Lines from the one containing "of the backhoe" through the final line of the records are the only ones to copy, and each must match exactly.

Top of Source data

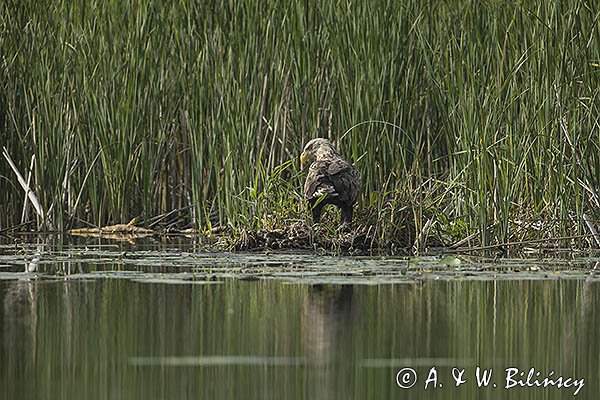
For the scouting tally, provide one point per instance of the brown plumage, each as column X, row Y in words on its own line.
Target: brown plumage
column 330, row 180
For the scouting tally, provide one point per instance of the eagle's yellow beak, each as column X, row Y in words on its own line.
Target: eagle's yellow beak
column 304, row 158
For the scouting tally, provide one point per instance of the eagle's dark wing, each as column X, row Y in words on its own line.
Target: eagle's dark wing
column 333, row 177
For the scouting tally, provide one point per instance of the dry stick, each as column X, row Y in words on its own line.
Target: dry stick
column 26, row 201
column 25, row 186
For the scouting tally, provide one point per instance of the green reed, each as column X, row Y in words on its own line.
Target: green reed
column 139, row 108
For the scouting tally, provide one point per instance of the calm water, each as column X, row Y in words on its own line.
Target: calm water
column 106, row 322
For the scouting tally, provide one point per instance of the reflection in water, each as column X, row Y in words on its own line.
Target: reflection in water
column 116, row 338
column 327, row 315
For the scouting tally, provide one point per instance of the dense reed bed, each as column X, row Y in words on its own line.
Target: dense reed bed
column 466, row 119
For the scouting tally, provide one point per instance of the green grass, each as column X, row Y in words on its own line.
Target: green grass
column 139, row 108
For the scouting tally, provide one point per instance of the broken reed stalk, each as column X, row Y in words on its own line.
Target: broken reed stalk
column 28, row 192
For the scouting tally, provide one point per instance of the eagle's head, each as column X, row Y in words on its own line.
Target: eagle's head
column 318, row 148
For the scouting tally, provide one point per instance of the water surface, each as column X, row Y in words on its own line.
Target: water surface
column 169, row 321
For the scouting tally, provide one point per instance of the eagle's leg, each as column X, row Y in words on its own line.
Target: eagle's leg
column 346, row 215
column 316, row 211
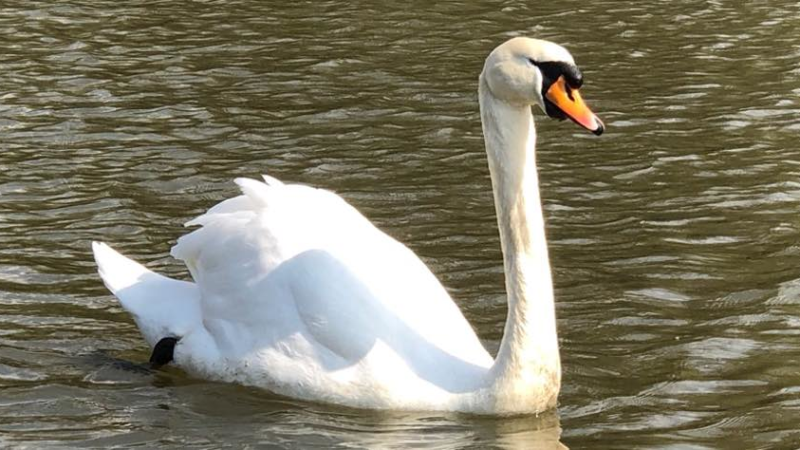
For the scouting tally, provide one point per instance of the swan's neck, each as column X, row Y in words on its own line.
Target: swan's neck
column 527, row 365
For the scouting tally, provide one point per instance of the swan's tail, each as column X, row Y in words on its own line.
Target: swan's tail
column 162, row 307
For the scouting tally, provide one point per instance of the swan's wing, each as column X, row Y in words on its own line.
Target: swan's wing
column 280, row 254
column 160, row 306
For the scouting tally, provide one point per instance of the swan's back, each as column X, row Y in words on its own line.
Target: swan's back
column 299, row 293
column 309, row 246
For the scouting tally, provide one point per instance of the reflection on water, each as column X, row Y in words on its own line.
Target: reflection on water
column 674, row 237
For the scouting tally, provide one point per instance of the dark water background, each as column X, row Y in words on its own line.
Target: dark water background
column 675, row 237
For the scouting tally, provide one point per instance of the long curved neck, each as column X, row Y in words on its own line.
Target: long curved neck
column 528, row 358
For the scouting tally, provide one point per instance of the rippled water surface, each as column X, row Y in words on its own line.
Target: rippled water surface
column 675, row 237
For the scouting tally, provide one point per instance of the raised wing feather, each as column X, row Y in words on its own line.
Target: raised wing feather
column 280, row 254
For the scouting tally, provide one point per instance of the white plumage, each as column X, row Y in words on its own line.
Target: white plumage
column 295, row 291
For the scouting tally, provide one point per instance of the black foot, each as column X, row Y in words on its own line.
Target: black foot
column 163, row 352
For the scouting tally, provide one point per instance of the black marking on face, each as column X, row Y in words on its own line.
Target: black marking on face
column 551, row 71
column 163, row 352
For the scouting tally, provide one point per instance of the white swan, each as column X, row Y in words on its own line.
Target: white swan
column 296, row 292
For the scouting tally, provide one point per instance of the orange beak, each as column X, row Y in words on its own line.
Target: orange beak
column 569, row 101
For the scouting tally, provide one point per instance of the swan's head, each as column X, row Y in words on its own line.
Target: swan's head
column 535, row 72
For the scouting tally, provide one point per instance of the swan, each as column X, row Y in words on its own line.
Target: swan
column 296, row 292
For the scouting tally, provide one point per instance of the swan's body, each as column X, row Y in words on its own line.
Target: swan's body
column 296, row 292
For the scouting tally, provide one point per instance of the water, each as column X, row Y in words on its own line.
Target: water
column 674, row 237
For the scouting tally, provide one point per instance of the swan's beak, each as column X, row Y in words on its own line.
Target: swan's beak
column 569, row 101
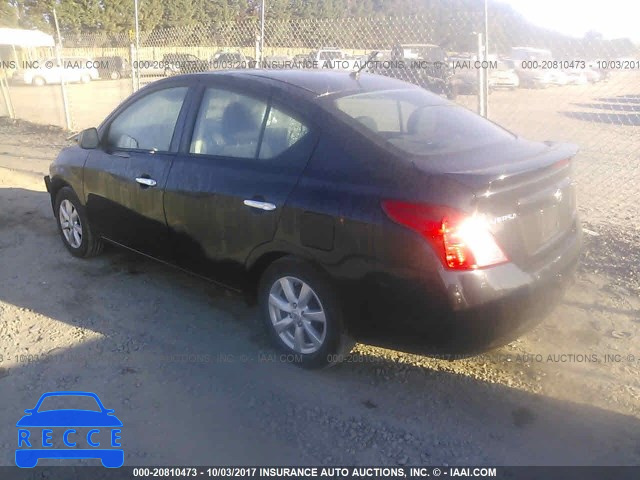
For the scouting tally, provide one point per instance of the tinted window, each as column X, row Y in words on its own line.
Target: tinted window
column 148, row 123
column 281, row 133
column 416, row 123
column 228, row 124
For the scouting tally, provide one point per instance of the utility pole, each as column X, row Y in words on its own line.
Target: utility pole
column 262, row 31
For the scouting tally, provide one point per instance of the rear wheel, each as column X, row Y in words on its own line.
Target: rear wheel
column 74, row 226
column 302, row 314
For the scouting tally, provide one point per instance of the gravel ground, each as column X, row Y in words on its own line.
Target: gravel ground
column 194, row 380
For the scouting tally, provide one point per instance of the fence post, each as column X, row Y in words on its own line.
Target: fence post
column 481, row 80
column 262, row 32
column 486, row 57
column 134, row 67
column 65, row 103
column 4, row 86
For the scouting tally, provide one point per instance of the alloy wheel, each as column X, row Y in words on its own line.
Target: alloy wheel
column 297, row 315
column 70, row 224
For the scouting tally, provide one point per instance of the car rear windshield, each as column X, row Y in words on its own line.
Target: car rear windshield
column 417, row 123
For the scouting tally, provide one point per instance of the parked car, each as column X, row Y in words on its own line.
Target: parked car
column 350, row 207
column 49, row 71
column 576, row 77
column 113, row 67
column 425, row 65
column 557, row 77
column 593, row 75
column 277, row 61
column 505, row 76
column 175, row 63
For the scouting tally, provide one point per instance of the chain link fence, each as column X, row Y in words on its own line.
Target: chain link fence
column 542, row 85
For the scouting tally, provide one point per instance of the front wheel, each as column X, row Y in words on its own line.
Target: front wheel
column 302, row 313
column 73, row 225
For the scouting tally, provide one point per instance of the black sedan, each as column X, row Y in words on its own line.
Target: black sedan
column 352, row 207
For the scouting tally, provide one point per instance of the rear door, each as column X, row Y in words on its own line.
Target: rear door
column 232, row 177
column 124, row 179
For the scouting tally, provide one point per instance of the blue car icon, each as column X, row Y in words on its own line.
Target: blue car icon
column 98, row 423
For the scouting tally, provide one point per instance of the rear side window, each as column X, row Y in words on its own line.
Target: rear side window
column 415, row 122
column 228, row 124
column 148, row 124
column 281, row 133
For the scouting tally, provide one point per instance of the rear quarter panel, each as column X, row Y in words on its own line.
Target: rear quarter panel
column 68, row 168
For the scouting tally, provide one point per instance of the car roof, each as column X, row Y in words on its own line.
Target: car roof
column 320, row 82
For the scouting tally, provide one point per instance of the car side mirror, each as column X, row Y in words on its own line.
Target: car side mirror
column 89, row 138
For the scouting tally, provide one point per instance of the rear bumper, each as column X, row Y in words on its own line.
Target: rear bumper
column 466, row 312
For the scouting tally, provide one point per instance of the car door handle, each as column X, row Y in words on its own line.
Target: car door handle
column 147, row 182
column 260, row 205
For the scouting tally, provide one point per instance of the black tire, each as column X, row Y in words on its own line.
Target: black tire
column 337, row 344
column 90, row 245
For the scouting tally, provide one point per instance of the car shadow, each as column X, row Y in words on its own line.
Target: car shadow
column 194, row 380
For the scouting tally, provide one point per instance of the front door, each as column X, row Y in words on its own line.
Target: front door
column 125, row 178
column 226, row 191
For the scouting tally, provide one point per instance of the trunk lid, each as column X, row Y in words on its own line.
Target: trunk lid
column 527, row 192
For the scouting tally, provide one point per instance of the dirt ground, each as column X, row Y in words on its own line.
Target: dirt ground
column 195, row 382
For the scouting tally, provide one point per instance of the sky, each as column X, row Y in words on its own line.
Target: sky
column 612, row 18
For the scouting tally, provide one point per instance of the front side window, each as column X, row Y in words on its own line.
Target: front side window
column 228, row 124
column 149, row 123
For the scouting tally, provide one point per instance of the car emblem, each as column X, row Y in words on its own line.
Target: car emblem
column 558, row 195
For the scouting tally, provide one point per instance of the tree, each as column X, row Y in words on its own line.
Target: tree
column 179, row 13
column 79, row 16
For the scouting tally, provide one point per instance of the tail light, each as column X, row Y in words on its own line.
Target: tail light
column 461, row 241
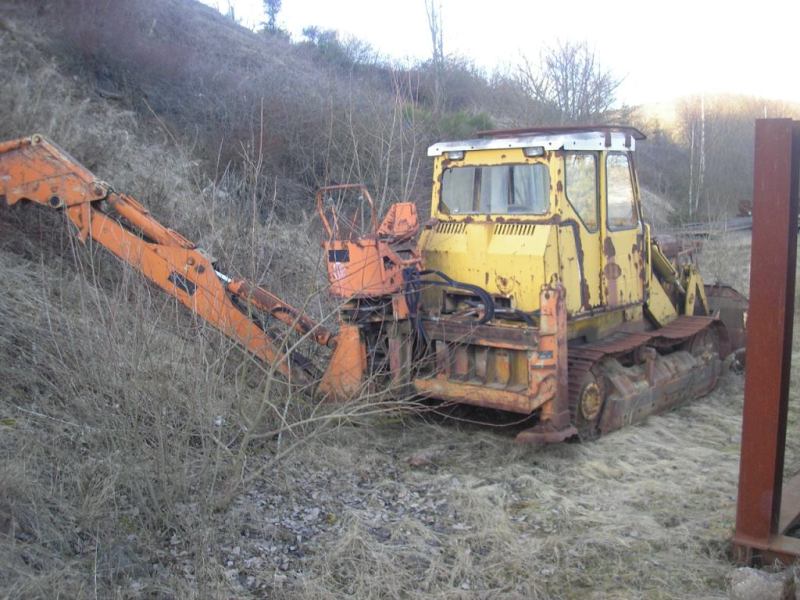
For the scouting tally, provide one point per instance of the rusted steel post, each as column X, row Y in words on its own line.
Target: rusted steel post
column 769, row 340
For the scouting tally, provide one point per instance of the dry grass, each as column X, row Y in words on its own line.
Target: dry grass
column 138, row 456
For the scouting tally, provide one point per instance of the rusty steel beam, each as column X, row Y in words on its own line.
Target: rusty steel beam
column 760, row 524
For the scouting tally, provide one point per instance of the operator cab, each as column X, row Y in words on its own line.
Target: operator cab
column 516, row 209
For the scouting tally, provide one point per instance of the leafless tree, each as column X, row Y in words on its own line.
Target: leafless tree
column 434, row 12
column 569, row 79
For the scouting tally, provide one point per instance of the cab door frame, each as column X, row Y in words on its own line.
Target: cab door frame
column 622, row 258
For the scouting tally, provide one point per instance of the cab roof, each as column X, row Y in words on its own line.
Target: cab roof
column 593, row 137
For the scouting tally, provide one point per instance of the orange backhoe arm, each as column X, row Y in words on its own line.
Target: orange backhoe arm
column 36, row 170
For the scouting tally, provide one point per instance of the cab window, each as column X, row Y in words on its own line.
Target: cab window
column 621, row 205
column 581, row 186
column 497, row 189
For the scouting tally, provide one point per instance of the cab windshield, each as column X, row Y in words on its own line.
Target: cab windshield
column 498, row 189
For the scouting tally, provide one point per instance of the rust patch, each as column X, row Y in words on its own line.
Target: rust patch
column 608, row 248
column 612, row 271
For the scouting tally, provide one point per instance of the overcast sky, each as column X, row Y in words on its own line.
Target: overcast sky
column 662, row 49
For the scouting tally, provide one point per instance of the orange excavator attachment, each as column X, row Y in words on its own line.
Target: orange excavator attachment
column 36, row 170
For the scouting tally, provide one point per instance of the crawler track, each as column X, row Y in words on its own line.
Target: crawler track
column 625, row 377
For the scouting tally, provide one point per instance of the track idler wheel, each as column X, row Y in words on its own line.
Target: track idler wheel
column 586, row 405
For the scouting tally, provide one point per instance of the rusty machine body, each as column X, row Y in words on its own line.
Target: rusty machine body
column 535, row 288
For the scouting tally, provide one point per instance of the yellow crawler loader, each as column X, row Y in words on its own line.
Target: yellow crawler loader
column 535, row 287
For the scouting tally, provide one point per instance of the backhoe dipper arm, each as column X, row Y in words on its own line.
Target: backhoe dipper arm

Bottom of Source data

Solution for this task:
For the scouting tally, provide one point per instance of the backhoe dipper arm, each as column X, row Y in words on its own line.
Target: backhoe dipper arm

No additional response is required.